- What to work on
Return only the lines starting at the line that contains "Each matching instance of the bare" and ending with the final line of the listing; include both endpoints.

(Location annotation dataset excerpts)
_ _ _ _ _ _ _
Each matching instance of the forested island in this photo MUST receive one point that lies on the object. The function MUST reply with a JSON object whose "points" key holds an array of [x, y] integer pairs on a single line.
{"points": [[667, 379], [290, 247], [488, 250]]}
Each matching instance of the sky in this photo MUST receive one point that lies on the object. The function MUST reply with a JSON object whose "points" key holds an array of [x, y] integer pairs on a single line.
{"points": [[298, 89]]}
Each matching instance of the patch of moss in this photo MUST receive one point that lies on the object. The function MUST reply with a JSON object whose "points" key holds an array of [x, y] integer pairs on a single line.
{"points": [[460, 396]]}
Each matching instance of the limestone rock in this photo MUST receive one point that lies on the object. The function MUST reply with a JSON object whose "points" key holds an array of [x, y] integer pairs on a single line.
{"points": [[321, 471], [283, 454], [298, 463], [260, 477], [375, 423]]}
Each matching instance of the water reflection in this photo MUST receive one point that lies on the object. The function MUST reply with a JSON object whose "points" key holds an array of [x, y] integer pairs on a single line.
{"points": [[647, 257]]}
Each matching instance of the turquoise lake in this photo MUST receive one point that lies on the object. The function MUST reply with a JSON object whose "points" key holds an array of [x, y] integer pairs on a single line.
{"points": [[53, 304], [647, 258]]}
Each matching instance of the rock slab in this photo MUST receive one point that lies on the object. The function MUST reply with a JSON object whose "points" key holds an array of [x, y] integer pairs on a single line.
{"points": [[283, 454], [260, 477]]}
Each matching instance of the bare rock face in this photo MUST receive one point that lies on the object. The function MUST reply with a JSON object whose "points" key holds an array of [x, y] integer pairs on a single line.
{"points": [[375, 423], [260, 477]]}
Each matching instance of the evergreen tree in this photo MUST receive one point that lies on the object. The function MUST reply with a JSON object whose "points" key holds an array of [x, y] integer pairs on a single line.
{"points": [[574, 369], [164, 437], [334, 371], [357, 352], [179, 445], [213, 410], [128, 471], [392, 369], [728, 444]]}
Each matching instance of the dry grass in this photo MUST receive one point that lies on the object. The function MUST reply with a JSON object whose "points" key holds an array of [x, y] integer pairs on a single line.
_ _ _ _ _ _ _
- Finished exercise
Each matching instance of the bare rock face in this photo MUST receive one point that lies on the object. The function MUST reply with a JSON object whose "points" key holds an array of [x, y] integer pairs on a single line.
{"points": [[375, 423], [260, 477]]}
Each matching instance of the evergreen tree in this photo MUST receive one point that lies on the object. The function MUST reply with a JSON object whose "points" key holds an array of [x, y] integer pairs on a single line.
{"points": [[574, 369], [164, 437], [334, 371], [357, 352], [179, 445], [213, 410], [128, 471], [392, 369], [728, 444]]}
Each matching instance of the dry grass in this photo MUST receive one point that lies on the object. The function MUST reply with a JSON object whose "points" key holds an array of [x, y] integer pairs on a single line.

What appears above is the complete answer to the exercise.